Exercise goal: Recast the material below as a Markdown table with two columns, Row and Line. Put each line's number under Row and the line itself under Line, and leave out blank lines.

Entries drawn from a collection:
◇ ◇ ◇ ◇

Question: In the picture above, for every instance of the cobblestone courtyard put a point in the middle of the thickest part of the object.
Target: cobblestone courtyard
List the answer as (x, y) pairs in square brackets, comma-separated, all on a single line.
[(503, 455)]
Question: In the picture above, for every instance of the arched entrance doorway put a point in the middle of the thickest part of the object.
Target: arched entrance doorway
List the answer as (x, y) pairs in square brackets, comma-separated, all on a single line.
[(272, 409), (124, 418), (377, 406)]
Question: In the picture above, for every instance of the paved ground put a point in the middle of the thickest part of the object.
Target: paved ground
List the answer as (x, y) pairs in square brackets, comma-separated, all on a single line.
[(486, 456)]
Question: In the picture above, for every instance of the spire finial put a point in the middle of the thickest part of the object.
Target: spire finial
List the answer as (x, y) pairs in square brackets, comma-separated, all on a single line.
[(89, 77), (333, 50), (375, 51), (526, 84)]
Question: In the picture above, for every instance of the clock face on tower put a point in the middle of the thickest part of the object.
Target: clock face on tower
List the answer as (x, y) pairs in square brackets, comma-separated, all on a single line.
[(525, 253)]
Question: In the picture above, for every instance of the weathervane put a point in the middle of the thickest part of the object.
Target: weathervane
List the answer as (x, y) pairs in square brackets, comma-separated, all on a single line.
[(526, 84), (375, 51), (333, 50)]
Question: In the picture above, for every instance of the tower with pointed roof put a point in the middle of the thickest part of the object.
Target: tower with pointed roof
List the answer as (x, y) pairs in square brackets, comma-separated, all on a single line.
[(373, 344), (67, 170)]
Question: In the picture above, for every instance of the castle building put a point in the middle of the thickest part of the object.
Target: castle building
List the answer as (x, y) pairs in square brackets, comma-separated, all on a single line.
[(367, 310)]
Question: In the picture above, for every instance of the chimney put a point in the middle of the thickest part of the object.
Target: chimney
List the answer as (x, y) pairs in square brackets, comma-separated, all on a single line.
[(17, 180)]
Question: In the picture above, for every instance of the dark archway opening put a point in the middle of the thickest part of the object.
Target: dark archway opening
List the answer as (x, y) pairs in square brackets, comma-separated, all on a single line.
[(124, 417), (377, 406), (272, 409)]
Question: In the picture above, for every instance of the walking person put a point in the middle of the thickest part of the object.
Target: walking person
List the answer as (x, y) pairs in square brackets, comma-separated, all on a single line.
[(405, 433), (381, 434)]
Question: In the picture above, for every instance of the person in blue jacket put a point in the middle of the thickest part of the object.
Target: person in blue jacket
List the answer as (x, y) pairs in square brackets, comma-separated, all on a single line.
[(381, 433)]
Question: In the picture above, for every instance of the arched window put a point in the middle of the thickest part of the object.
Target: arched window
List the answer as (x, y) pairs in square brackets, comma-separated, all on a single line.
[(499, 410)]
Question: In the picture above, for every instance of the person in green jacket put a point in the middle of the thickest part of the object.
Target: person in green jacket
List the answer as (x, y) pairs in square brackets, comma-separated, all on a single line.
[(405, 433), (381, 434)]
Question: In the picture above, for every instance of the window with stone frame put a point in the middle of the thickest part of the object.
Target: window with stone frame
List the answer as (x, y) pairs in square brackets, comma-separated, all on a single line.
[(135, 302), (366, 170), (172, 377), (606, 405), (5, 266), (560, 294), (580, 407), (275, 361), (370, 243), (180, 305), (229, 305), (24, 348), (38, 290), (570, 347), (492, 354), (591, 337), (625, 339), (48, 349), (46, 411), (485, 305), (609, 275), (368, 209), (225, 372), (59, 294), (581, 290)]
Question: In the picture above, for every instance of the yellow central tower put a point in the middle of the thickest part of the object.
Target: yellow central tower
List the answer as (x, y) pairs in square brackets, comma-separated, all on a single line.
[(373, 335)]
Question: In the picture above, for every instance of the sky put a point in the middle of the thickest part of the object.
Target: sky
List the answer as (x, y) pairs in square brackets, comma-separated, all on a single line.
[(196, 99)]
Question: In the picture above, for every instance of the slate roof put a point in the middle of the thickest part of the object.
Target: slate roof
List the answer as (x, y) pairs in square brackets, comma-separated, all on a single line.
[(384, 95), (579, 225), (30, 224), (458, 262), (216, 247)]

◇ ◇ ◇ ◇

Answer to this exercise:
| Row | Line |
|---|---|
| 1 | Question: In the picture above, for every instance of the cobblestone courtyard put a point in the middle of the thickest part of the object. |
| 2 | Target: cobblestone courtyard |
| 3 | List the answer as (x, y) pairs in square brackets, comma-separated, all on a single line. |
| 4 | [(503, 455)] |
| 5 | Question: In the picture above, for every instance of the arched entrance doorway put a point in the middle of the thickest part of the object. |
| 6 | Target: arched entrance doorway |
| 7 | List the answer as (x, y) pairs in square brackets, comma-separated, all on a single line. |
| 8 | [(272, 409), (124, 418), (377, 406)] |
| 9 | Question: In the picture above, for every instance of the paved ground put a point in the middle of the thickest part of the object. |
| 10 | Target: paved ground |
| 11 | List the answer as (x, y) pairs in square brackets, comma-separated, all on a single line. |
| 12 | [(486, 456)] |
| 13 | Question: In the picture above, for every instance of the spire finial put a point in the middle of the thickest part of the object. |
| 14 | Target: spire finial |
| 15 | List the answer as (x, y) pairs in square brackets, comma-separated, all on a single line. |
| 16 | [(89, 77), (333, 50), (375, 51), (526, 84)] |
| 17 | Question: In the picture above, for every instance of the clock face on tower put a point in the middle of the thickest part of the object. |
| 18 | Target: clock face on tower |
| 19 | List the answer as (x, y) pairs in square brackets, comma-separated, all on a single line. |
| 20 | [(525, 253)] |
| 21 | Question: In the picture above, for every instance of the weathervane put a point in the middle of the thickest part of the object. |
| 22 | Target: weathervane |
| 23 | List the answer as (x, y) pairs in square brackets, comma-separated, all on a single line. |
| 24 | [(526, 84), (375, 51), (333, 50)] |
| 25 | Question: In the picture above, for every instance of the tower with pointed roof put a point in the middle of the thickest part of the object. |
| 26 | Target: tower with pointed roof |
| 27 | List the answer as (x, y) pairs in square brackets, comma-separated, all on a single line. |
| 28 | [(373, 344), (67, 170)] |
| 29 | Question: In the picture above, for every instance of the castle building put a point in the middle of the thickest part of the object. |
| 30 | Target: castle building |
| 31 | List the answer as (x, y) pairs in square brackets, comma-separated, all on a single line. |
| 32 | [(367, 310)] |
| 33 | Question: In the picture above, for every instance of the chimney put a point in the middle of the thickest part of the object. |
| 34 | Target: chimney |
| 35 | List the answer as (x, y) pairs in square brackets, comma-separated, all on a single line. |
| 36 | [(17, 180)] |
| 37 | Question: In the picture above, for every instance of the dark archway opening put a point in the middle of the thickest part of the object. |
| 38 | Target: dark archway opening |
| 39 | List the answer as (x, y) pairs in square brackets, comma-separated, all on a single line. |
| 40 | [(124, 417), (377, 406), (272, 409)] |
| 41 | Question: In the picture above, for every instance of the walking person put a point in the middle of the thickest part of the object. |
| 42 | Target: walking person |
| 43 | List the answer as (x, y) pairs in square brackets, comma-separated, all on a single line. |
| 44 | [(405, 433), (381, 434)] |
| 45 | Question: In the picture above, for every instance of the person in blue jacket put a point in the middle of the thickest part of the object. |
| 46 | Target: person in blue jacket |
| 47 | List the answer as (x, y) pairs in square brackets, comma-separated, all on a single line. |
| 48 | [(381, 433)] |
| 49 | Question: In the picture above, for every instance of the arched window put a point in the middle of the thickest part of the object. |
| 50 | Target: arched window |
| 51 | List the answer as (x, y) pairs in square brackets, comma-separated, all on a single line. |
| 52 | [(499, 410)] |
| 53 | Question: In the picture above, for every instance of the person in green jacket put a point in the middle of the thickest part of the object. |
| 54 | Target: person in green jacket |
| 55 | List the answer as (x, y) pairs in square brackets, comma-separated, all on a single line. |
| 56 | [(405, 433), (381, 434)] |
| 57 | Question: In the picture above, for every instance of the window with stone frame put a point in the middle of the thickest part of the object. |
| 58 | Target: window with stone frame |
| 59 | List the answer as (x, y) pairs in square brackets, comma-separated, all on a single line. |
| 60 | [(135, 302), (366, 170), (172, 377), (606, 405), (5, 266), (560, 294), (580, 407), (275, 361), (370, 243), (180, 305), (229, 305), (24, 348), (38, 290), (570, 347), (492, 354), (591, 337), (625, 339), (48, 349), (46, 411), (485, 305), (609, 275), (368, 209), (225, 372), (59, 294), (581, 290)] |
| 61 | Question: In the picture above, for every instance of the yellow central tower put a point in the middle of the thickest part of the object. |
| 62 | Target: yellow central tower |
| 63 | List the answer as (x, y) pairs in square brackets, comma-separated, all on a single line. |
| 64 | [(373, 335)] |
| 65 | Question: In the picture above, for every instance of the sky put a point in the middle of the thickest part of the object. |
| 66 | Target: sky |
| 67 | List the answer as (x, y) pairs in square brackets, comma-separated, all on a single line. |
| 68 | [(196, 99)] |
| 69 | Question: In the picture above, for every instance of the slate roof put a point in the middle of the thickest part of the object. |
| 70 | Target: slate roof |
| 71 | List the answer as (x, y) pairs in square brackets, comma-separated, all on a single line. |
| 72 | [(384, 95), (579, 225), (30, 224), (458, 262), (216, 247)] |